# To do
Please give the item lines below, starting with the line containing "Tag all occurrences of calm sea water here." and going on through the line containing "[0,139,450,296]", as a JSON list of strings with one string per line and blank lines left out.

# Entries supplied
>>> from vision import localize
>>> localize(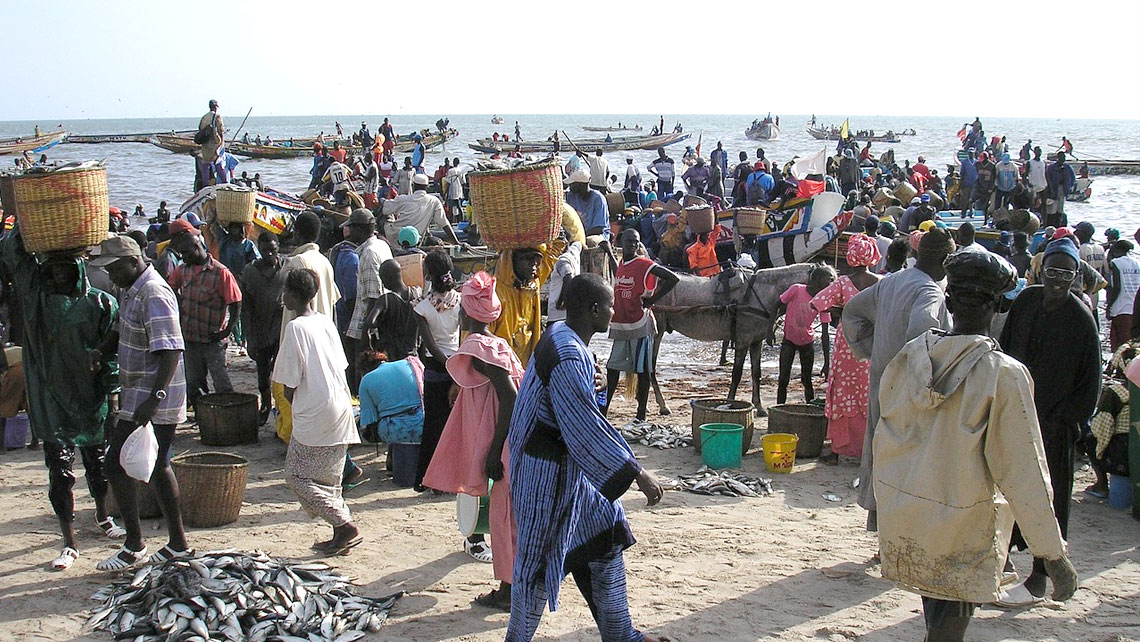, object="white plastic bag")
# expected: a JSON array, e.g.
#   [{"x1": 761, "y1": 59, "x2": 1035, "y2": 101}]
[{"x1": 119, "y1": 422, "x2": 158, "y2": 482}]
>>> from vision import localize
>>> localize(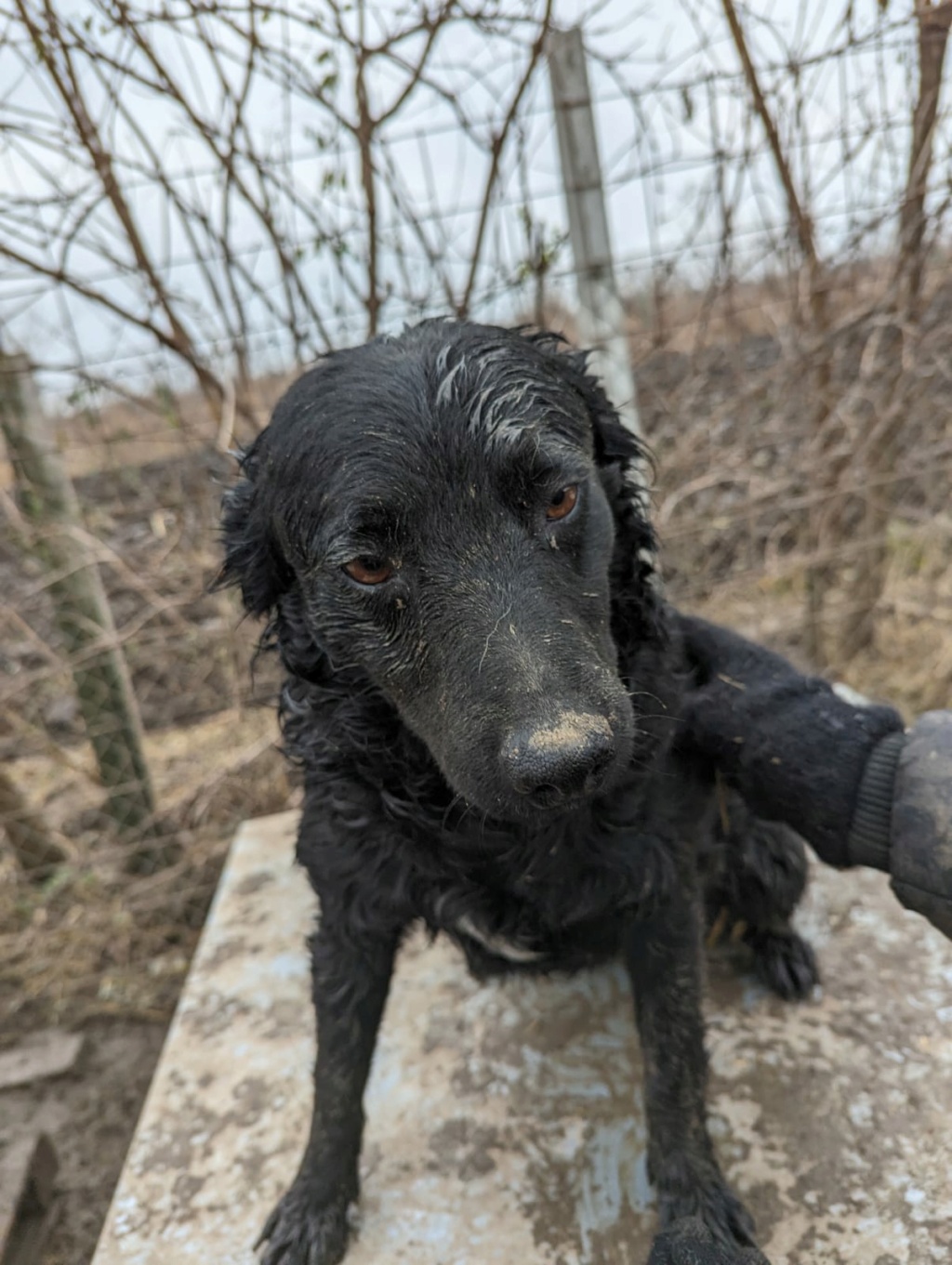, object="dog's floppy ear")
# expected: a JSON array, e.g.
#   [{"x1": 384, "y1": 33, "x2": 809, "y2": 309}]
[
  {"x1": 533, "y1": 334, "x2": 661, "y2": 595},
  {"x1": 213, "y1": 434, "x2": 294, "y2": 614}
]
...
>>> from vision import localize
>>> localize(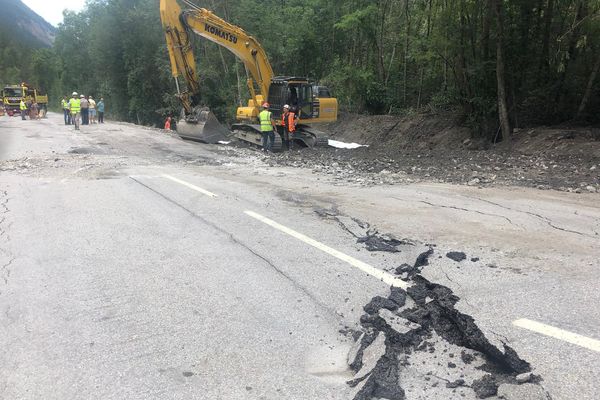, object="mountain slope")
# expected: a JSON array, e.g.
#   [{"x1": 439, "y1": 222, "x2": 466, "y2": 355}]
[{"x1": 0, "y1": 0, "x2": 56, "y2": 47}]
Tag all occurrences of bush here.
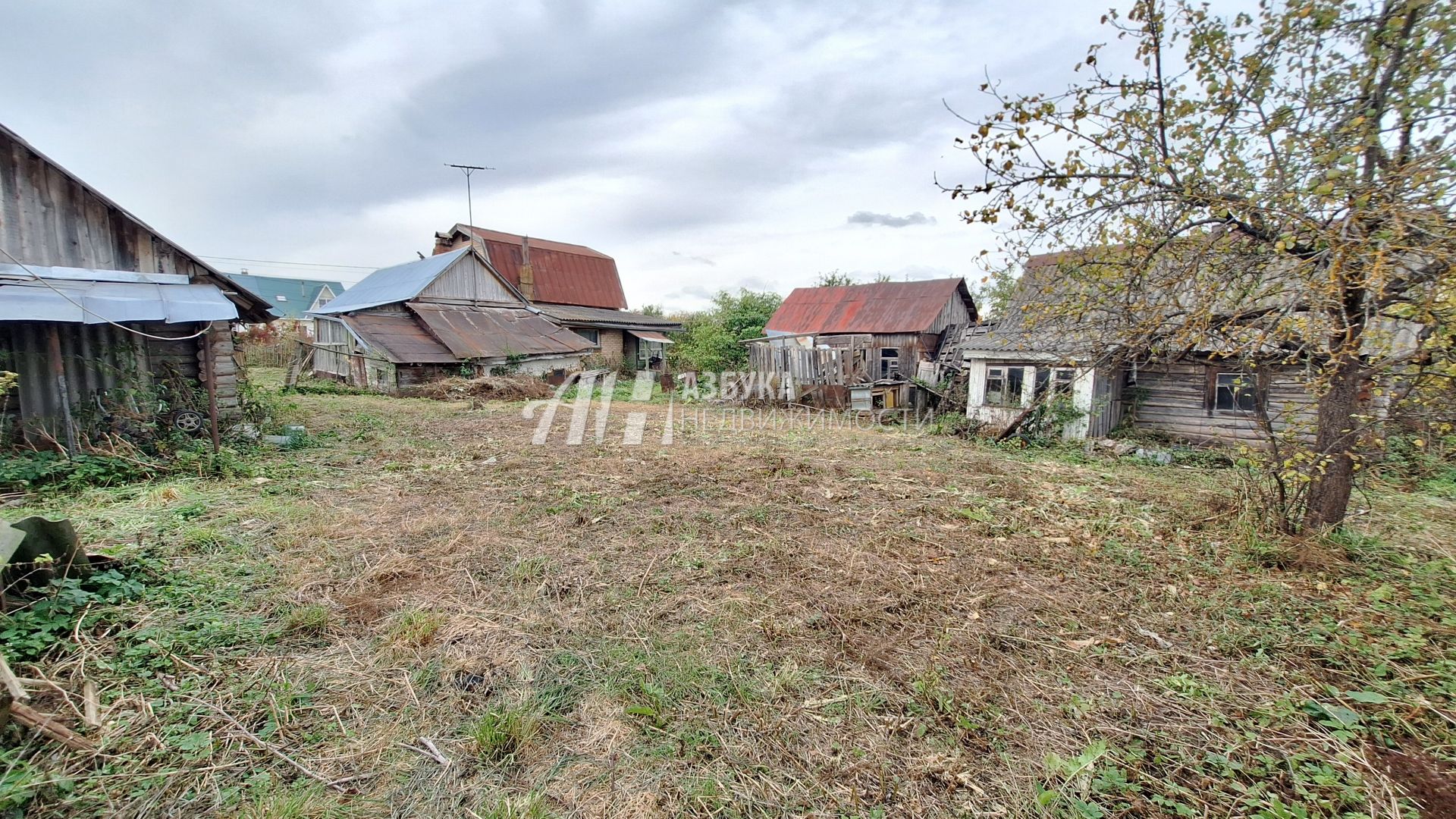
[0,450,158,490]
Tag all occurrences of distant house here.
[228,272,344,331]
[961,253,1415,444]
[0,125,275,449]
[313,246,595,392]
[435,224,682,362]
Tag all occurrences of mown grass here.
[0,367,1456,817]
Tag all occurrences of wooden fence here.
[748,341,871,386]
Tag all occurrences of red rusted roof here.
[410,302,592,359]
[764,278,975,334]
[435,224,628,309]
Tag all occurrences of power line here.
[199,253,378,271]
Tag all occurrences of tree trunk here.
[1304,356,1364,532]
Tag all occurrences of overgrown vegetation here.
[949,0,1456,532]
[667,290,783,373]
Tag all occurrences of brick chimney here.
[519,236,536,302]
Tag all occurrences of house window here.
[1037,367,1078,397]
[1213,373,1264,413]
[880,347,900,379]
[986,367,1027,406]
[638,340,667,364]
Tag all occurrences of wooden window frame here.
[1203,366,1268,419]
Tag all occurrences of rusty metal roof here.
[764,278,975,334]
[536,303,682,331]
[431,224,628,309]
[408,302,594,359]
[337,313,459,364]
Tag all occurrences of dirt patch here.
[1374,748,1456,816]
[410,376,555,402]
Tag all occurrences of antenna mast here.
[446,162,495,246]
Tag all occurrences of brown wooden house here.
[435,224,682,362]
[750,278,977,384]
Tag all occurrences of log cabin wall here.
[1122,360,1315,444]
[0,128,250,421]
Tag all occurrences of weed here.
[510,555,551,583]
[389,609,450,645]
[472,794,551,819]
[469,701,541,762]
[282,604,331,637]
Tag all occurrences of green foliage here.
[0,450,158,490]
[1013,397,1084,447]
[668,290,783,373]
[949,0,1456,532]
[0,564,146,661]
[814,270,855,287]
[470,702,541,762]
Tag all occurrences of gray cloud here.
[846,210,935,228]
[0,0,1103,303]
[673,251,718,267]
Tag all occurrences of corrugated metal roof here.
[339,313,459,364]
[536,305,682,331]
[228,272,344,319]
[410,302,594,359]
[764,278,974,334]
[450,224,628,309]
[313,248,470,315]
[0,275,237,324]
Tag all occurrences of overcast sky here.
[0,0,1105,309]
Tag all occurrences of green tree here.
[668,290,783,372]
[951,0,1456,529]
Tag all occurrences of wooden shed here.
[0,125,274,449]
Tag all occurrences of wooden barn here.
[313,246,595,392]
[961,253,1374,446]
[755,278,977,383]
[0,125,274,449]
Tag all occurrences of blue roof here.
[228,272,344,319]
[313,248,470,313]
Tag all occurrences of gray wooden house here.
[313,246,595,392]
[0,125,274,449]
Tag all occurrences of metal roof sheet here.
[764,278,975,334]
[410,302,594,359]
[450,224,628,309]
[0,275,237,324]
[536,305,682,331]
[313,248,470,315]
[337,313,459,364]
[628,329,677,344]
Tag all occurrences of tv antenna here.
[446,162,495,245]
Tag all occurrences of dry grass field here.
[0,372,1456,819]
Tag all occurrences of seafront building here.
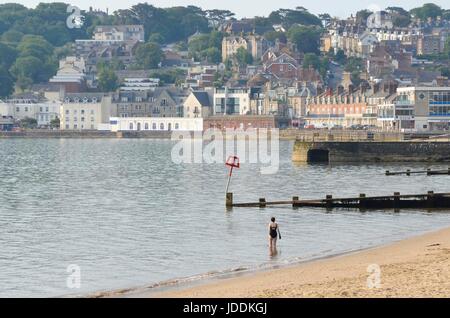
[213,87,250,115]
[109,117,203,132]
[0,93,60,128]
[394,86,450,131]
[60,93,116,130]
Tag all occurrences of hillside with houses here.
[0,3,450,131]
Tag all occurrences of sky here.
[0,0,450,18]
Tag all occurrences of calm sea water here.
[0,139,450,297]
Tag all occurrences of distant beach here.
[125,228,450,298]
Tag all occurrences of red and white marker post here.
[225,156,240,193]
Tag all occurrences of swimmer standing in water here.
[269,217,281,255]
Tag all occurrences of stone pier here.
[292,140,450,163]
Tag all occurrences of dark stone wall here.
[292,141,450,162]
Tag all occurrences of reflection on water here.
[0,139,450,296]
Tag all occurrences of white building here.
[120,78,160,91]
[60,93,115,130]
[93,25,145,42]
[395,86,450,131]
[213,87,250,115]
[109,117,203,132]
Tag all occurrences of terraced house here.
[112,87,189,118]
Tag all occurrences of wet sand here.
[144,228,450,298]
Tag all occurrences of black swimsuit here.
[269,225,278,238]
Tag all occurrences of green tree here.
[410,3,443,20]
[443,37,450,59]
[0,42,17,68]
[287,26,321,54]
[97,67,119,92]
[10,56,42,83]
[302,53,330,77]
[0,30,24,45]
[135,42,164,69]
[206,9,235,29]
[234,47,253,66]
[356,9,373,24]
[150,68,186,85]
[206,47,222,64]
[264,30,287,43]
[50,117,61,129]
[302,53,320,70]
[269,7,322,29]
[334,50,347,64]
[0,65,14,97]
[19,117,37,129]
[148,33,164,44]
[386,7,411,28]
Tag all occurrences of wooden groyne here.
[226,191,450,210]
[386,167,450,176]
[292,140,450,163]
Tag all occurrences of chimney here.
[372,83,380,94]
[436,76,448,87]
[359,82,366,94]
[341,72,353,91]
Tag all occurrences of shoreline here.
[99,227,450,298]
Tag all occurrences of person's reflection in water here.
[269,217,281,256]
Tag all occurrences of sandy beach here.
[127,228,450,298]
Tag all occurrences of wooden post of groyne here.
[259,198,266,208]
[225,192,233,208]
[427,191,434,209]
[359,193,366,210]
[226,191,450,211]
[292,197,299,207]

# The output
[
  "Tag all occurrences of calm sea water here.",
  "[0,139,450,297]",
  "Tag all occurrences of distant beach here.",
  "[125,228,450,298]",
  "Tag all occurrences of red and white marker post here.",
  "[225,156,240,193]",
  "Tag all occurrences of swimmer standing in water here.",
  "[269,217,281,255]",
  "Tag all occurrences of stone pier here.",
  "[292,140,450,163]",
  "Tag all occurrences of dark stone wall here.",
  "[292,141,450,162]",
  "Tag all occurrences of reflection on water here.",
  "[0,139,450,296]"
]